**Goal of the exercise**.
Reproduce the material below verbatim, from the line containing "Tag every instance of the boulder" through the line containing "x=267 y=272", including both of those lines and nothing else.

**Record list**.
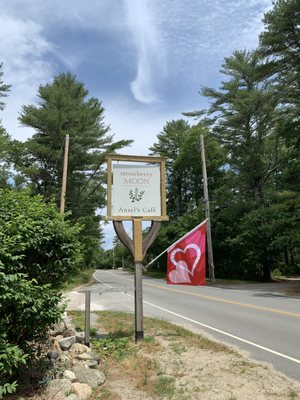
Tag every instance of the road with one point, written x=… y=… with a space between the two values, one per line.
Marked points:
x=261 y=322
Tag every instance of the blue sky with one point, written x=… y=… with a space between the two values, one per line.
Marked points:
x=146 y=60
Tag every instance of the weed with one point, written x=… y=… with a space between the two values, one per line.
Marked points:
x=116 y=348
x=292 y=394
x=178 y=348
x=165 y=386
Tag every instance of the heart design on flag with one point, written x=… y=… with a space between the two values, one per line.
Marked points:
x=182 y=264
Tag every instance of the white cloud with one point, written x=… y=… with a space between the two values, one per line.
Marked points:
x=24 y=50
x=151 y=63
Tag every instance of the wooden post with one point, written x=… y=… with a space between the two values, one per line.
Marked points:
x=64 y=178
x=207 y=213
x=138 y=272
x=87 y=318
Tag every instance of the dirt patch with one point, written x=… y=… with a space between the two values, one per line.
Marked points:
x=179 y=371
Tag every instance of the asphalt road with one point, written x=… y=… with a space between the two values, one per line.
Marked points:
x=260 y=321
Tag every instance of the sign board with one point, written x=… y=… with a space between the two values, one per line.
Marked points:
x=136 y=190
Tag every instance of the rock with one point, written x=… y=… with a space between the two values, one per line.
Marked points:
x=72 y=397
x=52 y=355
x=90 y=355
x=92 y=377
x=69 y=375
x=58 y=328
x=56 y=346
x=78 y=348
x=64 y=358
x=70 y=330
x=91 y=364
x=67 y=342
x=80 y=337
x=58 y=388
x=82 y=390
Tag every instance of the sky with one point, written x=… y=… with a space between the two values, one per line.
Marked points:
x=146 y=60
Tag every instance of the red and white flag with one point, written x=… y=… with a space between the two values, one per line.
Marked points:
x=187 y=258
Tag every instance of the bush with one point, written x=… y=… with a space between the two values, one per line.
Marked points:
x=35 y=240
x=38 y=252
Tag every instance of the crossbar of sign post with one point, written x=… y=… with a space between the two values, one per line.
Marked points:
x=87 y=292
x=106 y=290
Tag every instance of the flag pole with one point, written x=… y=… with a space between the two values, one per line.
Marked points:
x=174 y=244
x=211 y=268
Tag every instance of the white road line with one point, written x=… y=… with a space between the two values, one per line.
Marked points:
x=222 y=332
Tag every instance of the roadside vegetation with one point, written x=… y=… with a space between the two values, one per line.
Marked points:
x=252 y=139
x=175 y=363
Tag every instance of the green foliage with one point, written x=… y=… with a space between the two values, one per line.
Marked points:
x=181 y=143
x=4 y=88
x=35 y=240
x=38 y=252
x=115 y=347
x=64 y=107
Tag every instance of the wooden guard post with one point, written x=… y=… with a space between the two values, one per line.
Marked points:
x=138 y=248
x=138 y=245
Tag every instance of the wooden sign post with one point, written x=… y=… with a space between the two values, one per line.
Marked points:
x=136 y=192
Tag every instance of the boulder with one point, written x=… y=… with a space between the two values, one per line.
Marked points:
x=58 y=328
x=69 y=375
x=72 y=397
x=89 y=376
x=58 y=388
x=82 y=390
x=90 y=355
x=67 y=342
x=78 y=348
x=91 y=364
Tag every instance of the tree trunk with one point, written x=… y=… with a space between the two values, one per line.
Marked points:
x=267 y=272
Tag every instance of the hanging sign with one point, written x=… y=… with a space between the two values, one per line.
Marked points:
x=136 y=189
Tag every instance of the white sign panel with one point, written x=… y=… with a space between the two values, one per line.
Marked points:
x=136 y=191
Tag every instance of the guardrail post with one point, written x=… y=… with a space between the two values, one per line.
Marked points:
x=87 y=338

==

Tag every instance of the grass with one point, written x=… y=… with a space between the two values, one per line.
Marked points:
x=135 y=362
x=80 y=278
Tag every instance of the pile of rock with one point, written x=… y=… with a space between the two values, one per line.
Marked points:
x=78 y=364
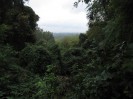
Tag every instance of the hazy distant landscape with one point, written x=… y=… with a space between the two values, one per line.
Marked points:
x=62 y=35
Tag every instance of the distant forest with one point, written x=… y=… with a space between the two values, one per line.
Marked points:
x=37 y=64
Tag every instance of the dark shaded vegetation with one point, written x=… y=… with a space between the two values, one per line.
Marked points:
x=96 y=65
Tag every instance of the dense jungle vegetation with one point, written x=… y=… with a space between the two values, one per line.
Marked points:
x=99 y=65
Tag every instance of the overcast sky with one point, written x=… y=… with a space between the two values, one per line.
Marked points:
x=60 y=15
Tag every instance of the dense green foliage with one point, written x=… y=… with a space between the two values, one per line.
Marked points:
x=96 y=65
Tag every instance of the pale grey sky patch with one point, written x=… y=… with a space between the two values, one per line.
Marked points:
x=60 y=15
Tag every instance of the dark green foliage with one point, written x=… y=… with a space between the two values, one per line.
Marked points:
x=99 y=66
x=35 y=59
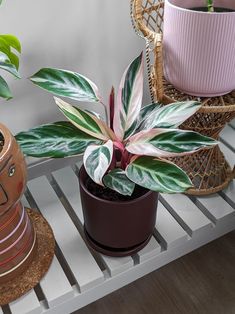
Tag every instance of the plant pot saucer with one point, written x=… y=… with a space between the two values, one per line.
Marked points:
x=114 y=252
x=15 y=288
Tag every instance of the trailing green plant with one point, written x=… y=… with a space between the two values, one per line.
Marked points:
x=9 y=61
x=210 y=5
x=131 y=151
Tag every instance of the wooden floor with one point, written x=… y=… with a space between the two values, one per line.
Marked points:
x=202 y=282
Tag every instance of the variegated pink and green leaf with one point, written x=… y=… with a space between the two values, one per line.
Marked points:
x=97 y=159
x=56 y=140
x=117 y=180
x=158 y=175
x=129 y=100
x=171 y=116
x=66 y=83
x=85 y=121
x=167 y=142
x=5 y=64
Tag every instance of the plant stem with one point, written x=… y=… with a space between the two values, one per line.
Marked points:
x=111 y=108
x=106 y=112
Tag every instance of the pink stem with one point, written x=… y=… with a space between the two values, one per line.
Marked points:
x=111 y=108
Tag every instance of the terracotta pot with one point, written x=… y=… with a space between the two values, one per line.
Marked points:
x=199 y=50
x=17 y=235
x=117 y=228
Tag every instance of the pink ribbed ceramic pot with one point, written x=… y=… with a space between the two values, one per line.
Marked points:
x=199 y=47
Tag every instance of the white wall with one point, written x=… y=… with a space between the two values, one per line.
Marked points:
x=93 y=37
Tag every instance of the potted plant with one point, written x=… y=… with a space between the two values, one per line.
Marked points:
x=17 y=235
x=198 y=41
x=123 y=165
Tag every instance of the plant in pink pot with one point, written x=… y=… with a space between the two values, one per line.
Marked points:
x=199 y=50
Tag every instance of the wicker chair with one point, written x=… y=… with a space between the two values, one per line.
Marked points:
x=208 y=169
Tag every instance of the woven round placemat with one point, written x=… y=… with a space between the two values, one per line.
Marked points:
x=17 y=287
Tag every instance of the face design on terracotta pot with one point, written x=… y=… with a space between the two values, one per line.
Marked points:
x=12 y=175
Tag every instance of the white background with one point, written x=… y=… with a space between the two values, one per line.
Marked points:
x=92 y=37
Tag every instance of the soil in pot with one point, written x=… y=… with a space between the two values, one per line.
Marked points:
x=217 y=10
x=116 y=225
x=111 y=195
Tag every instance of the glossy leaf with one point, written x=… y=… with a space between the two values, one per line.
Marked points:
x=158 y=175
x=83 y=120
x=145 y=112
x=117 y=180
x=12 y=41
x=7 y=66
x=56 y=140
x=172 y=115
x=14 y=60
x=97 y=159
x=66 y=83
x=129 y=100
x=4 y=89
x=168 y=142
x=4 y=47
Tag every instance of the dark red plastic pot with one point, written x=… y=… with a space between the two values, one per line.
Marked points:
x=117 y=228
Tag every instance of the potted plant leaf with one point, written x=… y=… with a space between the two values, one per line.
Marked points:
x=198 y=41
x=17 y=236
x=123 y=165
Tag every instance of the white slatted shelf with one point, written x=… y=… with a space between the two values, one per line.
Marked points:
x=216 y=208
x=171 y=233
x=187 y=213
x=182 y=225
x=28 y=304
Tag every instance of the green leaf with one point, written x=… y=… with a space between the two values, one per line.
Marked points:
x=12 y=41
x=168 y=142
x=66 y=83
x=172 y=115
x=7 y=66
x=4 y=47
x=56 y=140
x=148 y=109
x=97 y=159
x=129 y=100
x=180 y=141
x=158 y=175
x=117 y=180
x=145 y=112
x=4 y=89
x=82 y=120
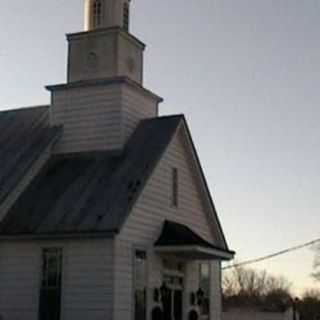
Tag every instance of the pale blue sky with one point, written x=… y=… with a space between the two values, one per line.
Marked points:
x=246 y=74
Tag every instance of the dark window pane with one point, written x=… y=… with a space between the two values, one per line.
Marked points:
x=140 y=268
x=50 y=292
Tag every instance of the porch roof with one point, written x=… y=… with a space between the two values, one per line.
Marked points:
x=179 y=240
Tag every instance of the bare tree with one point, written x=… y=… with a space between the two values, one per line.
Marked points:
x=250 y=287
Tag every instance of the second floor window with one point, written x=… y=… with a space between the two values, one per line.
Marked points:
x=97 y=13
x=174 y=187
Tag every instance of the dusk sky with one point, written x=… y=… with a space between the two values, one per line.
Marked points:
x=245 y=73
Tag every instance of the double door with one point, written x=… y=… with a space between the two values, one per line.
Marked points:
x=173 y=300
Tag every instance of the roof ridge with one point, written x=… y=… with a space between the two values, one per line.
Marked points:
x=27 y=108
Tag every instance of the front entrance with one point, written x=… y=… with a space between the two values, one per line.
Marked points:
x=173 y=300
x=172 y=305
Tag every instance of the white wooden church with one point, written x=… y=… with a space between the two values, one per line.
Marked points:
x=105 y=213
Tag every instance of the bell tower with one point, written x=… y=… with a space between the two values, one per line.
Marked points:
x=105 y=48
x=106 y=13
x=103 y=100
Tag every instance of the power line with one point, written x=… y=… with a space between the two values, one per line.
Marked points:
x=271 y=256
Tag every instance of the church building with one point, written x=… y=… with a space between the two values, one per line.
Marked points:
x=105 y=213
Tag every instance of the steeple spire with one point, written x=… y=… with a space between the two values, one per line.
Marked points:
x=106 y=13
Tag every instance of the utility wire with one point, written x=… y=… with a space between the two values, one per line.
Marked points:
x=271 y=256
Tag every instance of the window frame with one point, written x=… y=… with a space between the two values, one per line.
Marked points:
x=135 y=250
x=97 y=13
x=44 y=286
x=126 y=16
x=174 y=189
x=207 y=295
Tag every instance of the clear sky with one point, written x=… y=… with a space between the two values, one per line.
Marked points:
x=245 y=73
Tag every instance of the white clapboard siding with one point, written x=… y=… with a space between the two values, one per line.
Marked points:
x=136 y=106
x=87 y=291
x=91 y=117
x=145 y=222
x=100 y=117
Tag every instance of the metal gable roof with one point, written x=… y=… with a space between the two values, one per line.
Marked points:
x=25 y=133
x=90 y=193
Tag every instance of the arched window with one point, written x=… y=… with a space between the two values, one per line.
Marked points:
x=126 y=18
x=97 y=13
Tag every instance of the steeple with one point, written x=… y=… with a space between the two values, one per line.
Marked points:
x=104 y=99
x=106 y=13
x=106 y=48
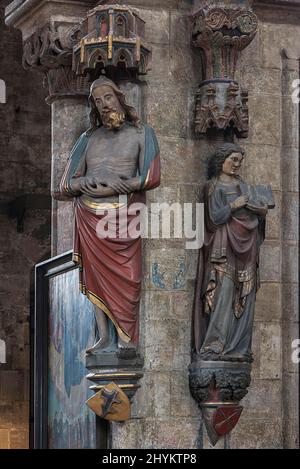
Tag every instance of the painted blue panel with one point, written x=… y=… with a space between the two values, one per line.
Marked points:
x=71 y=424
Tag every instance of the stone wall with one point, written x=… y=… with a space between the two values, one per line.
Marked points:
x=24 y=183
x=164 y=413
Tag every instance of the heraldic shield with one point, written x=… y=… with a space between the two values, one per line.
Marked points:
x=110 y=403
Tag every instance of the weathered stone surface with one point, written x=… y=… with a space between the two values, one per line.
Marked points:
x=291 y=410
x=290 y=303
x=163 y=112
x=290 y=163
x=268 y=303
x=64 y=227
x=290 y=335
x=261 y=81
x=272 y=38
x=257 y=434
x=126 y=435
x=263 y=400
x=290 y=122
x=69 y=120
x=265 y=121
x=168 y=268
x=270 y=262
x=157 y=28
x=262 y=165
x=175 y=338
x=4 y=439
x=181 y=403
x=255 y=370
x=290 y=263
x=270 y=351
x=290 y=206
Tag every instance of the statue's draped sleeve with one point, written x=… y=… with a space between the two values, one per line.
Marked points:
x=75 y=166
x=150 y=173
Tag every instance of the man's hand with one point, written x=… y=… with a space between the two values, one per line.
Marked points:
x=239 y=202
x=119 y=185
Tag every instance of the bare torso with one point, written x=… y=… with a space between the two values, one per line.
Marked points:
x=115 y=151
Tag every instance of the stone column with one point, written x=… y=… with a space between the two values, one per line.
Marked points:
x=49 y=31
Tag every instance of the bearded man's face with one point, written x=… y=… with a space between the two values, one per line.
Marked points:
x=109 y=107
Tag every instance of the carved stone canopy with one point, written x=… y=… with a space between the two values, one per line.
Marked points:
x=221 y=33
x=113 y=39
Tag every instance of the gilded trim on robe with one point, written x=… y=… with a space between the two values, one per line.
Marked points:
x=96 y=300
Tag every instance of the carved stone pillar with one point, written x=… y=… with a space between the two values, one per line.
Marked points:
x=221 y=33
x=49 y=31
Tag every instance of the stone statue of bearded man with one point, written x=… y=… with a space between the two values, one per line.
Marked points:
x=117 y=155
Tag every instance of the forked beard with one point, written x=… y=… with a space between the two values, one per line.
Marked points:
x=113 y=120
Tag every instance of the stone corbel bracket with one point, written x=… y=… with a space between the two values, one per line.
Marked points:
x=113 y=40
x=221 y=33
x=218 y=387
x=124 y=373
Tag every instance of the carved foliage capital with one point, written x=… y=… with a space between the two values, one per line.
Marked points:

**Solution to the problem**.
Tag every instance of the boulder with one point, written x=… y=… with a space between the two values, one per line.
Marked points:
x=58 y=328
x=69 y=375
x=72 y=397
x=89 y=376
x=58 y=388
x=82 y=390
x=90 y=355
x=67 y=342
x=78 y=348
x=91 y=364
Tag every instance of the tree trunk with one point, written x=… y=… with a space between the two values, one per line.
Marked points:
x=267 y=272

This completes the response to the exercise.